• _КОРОТКОЕ ЗАДАНИЕ 1_
Проверьте по тексту об Анне Ахматовой, верны ли утверждения (а), (б) и (в). На каждое ответьте «да» или «нет» и приведите точную цитату из текста, которая это решает.
(а) Своим городом Ахматова назвала Киев.
(б) Эпиграфом к «Поэме без героя» выбраны слова «Бог хранит всё».
(в) Ахматова уехала за границу вместе с дорогими ей людьми.
• _КОРОТКОЕ ЗАДАНИЕ 2_
Подхватите текст об Анне Ахматовой и продолжите его сразу после последнего предложения.

• _ОТРЫВОК_
========

Анна Ахматова. «Бог хранит всё»
Это лето в Петербурге — насквозь ахматовское. Город празднует сто двадцать лет со дня рождения поэта, навек отразившегося в его каналах, поэта, чья тень осталась на его стенах. Так чувствовала сама Анна Андреевна, нежно любившая Царское Село, подолгу жившая в Киеве и Севастополе, но «своим» назвавшая именно Петербург — «город, горькой любовью любимый»:
А я один на свете город знаю
И ощупью его во сне найду.
Её жизнь — несомненная победа. Скорбь утрат, нищета и унижения, бесприютная старость растворили в её облике невыразимую горечь, но не исказили черт величия духа. Во времена гонений христиане становятся либо отступниками, либо исповедниками. Годы повального террора также обрекают на выбор — спасать шкуру или душу. Ахматова никогда не скрывала своей веры и от опальных друзей не отрекалась. Дорого и больно платила по счетам эпохи, не сумевшей сломать ей суставы совести. «Дар несравненный» и сохранённое достоинство души превращало путь хрупкой женщины в биографию Поэта.
Истинный поэт наделён чувством истории, единенья эпох. Река времён протекла сквозь жизнь Ахматовой, как в её главном произведении — «Поэме без героя», где «времена — прошедшее, настоящее и будущее — объединены». Эпиграфом к поэме выбраны дорогие ей слова: «Бог хранит всё». «Deus conservat omnia», — гласит родовой герб над входом в Шереметьевский дворец (Фонтанный дом), где в каморках флигелей прошла большая часть её жизни. А жизнь оказалась длинной, и Анна Андреевна, пережившая всех, кому говорила «ты», видела в этом особый Промысл: «Чтоб вас оплакивать, мне жизнь сохранена…»
Она была «старше века ровно на десят лет». Помнила предреволюционную агонию империи, пережила три революции, голод и безбытность петроградских зим 1918-19 годов. Такие страшные времена, когда городу нужна была верность, и делали жителей Петербурга (Петрограда, Ленинграда) — истинными петербуржцами. И город, в который мы приезжаем сегодня, ощутимо принадлежит им.
И мы забыли навсегда,
Заключены в столице дикой,
Озёра, степи, города
И зори родины великой.
В кругу кровавом день и ночь
Долит жестокая истома…
Никто нам не хотел помочь
За то, что мы остались дома,
За то, что, город свой любя,
А не крылатую свободу,
Мы сохранили для себя
Его дворцы, огонь и воду.
Иная близится пора,
Уж ветер смерти сердце студит,
Но нам священный град Петра
Невольным памятником будет.
Был период, когда Ахматова едва не каждый день провожала за границу поезда с дорогими людьми (сама же, не колеблясь, осталась). Позже так же часто пришлось провожать близких за последнюю черту. На её веку пронеслись по стране волны чисток и репрессий, отгремели две мировые войны и блокада Ленинграда.

========

Строки из набора данных:
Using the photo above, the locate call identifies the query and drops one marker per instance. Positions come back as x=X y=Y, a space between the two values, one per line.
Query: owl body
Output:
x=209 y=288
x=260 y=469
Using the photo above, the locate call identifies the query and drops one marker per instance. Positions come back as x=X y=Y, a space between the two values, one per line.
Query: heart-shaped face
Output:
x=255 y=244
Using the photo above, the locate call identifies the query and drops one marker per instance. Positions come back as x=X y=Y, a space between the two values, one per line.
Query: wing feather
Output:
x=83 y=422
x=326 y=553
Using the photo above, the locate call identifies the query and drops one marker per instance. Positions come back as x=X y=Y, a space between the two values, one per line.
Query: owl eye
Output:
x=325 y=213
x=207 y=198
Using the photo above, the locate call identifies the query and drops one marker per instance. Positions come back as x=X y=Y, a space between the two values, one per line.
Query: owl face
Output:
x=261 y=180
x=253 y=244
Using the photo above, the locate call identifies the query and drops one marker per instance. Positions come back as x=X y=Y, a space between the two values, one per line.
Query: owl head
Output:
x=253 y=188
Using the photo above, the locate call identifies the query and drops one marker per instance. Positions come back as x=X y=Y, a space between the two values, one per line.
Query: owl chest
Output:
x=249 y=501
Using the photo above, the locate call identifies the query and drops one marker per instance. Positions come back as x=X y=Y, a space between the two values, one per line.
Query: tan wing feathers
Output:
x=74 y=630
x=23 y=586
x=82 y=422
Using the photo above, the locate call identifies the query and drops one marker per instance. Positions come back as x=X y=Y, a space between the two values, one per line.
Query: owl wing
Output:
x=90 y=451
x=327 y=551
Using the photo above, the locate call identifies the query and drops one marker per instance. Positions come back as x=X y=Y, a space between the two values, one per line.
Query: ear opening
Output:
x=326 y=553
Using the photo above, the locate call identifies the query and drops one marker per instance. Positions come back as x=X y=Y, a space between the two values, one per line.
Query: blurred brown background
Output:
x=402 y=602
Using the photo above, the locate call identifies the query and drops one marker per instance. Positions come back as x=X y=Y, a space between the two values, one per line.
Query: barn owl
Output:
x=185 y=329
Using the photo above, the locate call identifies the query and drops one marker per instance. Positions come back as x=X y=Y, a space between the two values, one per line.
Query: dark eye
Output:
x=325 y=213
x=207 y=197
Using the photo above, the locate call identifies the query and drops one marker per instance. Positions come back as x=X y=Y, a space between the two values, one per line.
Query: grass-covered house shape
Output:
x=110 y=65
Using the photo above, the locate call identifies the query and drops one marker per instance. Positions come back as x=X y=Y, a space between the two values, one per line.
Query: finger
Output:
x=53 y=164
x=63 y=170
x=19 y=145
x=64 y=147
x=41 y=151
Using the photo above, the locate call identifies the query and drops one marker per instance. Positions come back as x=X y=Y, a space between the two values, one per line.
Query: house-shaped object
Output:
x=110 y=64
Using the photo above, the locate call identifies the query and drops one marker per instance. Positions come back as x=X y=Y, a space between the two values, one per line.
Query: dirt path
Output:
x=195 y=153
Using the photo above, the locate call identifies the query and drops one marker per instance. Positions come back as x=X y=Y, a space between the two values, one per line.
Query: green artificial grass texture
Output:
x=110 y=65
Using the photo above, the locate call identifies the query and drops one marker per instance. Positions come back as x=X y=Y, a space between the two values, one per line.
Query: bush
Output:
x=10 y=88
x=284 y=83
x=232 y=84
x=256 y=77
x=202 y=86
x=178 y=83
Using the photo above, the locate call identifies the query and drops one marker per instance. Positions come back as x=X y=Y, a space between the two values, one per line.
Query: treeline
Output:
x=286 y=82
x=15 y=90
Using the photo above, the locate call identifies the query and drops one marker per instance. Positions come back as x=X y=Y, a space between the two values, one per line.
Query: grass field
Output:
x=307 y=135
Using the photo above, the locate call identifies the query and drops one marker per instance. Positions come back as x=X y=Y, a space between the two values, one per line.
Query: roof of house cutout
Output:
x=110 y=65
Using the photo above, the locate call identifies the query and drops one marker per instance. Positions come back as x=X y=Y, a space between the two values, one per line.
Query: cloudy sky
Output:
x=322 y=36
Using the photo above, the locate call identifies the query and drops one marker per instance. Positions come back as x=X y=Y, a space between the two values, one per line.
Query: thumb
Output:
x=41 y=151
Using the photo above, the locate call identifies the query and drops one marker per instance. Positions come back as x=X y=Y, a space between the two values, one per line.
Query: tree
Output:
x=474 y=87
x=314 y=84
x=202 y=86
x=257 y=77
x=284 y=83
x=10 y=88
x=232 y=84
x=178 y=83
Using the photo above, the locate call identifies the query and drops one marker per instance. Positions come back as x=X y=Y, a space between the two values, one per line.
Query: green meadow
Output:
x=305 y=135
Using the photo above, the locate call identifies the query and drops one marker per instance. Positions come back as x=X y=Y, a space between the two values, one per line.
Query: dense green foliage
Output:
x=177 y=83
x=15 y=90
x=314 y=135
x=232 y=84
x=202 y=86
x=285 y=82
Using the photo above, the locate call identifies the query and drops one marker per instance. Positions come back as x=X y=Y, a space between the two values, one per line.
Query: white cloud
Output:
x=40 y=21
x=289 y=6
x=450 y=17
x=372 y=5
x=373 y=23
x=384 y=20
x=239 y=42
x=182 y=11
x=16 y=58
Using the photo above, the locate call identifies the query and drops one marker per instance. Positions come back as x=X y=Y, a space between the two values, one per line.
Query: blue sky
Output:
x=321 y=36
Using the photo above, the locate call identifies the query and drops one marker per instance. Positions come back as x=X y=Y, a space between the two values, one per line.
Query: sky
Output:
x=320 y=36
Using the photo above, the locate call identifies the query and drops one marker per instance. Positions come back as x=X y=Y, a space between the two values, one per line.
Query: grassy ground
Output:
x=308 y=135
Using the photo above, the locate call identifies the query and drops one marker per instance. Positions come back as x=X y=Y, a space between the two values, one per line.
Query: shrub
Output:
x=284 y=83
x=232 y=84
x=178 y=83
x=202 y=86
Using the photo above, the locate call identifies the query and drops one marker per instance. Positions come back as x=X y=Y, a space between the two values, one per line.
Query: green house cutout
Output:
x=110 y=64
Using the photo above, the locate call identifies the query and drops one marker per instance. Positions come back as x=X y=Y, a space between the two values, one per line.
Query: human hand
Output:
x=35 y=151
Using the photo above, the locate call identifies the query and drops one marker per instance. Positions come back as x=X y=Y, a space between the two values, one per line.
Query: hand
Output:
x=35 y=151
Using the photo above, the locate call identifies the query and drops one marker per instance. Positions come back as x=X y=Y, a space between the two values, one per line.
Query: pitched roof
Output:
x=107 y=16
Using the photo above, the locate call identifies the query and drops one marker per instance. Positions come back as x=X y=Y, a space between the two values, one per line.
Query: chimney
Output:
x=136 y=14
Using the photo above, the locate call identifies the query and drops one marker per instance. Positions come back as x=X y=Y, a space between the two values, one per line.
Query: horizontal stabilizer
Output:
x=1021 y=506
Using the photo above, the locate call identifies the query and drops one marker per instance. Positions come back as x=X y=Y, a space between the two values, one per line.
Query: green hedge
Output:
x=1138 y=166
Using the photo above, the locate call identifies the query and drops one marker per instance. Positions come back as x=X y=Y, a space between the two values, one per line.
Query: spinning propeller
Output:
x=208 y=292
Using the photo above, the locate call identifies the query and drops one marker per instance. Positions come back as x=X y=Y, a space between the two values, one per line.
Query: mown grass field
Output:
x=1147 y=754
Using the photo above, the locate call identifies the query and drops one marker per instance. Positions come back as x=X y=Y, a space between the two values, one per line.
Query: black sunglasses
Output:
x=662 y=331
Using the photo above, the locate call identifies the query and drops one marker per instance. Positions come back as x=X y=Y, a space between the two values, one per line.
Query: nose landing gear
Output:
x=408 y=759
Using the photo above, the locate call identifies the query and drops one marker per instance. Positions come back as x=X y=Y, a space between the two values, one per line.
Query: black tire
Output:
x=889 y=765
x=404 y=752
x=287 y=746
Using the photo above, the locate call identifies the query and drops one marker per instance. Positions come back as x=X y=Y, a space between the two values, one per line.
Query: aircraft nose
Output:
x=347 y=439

========

• _ИТОГОВЫЙ РЕЗУЛЬТАТ 1_
(а) Нет: «„своим“ назвавшая именно Петербург».
(б) Да: «Эпиграфом к поэме выбраны дорогие ей слова: „Бог хранит всё“».
(в) Нет: «сама же, не колеблясь, осталась».

• _ИТОГОВЫЙ РЕЗУЛЬТАТ 2_
Две войны, моё поколенье,
Освещали твой страшный путь.
Бог хранит всё, каждый вздох и каждое слово. Им не была забыта страшная «Молитва», написанная Ахматовой в 1915 году:
Дай мне горькие годы недуга,
Задыханья, бессонницу, жар,
Отыми и ребёнка, и друга,
И таинственный песенный дар —
Так молюсь за Твоей литургией
После стольких томительных дней,
Чтобы туча над тёмной Россией
Стала облаком в славе лучей.
В своих замечательных «Рассказах о Анне Ахматовой»[1] Анатолий Найман, бывший в последние годы её творческим секретарём, рассуждает, что в этих словах поэт предлагает ради спасения страны свою личную жертву, и Бог, показывая, что слова настоящие и они услышаны, принимает её. Поэтический голос пропадает на десятилетие. Николай Гумилёв расстрелян в 21 м. Сын Лев отнимается на два лагерных срока. Но испытание она проходит со страданием и без ропота. Не объять и не вместить чувств матери, когда сына в третий раз уводят люди в тяжёлых сапогах. Каково ей понимать, что виной тому — лишь её существование? Каково ни на миг не переставать помнить, что и для него это очевидно?
Кто знает, как пусто небо
На месте упавшей башни,
Кто знает, как тихо в доме,
Куда не вернулся сын.
И всё же ни одна, ни одна жертва Богу не напрасна. Отдавая в сокровищницу Божию всё, что имела, она получила неизмеримо больше — хоть и не по земным меркам. Ей было дано прожить не только свою жизнь. Её судьба — матери и поэта — вобрала и осмыслила судьбу всеобщую, и не чудо ли, что именно ей, изысканной музе модернистов, были дарованы такие простые, «бедные» и единственно верные слова — слова «Реквиема»?
Вместо предисловия к «Реквиему» Ахматова писала: «В страшные годы ежовщины я провела семнадцать месяцев в тюремных очередях в Ленинграде. Как-то раз кто-то „опознал“ меня. Тогда стоящая за мной женщина с голубыми губами, которая, конечно, никогда в жизни не слыхала моего имени, очнулась от свойственного нам всем оцепенения и спросила меня на ухо (там все говорили шёпотом):
— А это вы можете описать?
И я сказала:
— Могу.
Тогда что-то вроде улыбки скользнуло по тому, что некогда было её лицом».
В «Реквиеме» Ахматова обращается к себе, прежней:
Показать бы тебе, насмешнице
И любимице всех друзей,
Царскосельской весёлой грешнице,
Что случится с жизнью твоей —
Как трёхсотая, с передачею,
Под Крестами будешь стоять
И своею слезою горячею
Новогодний лёд прожигать.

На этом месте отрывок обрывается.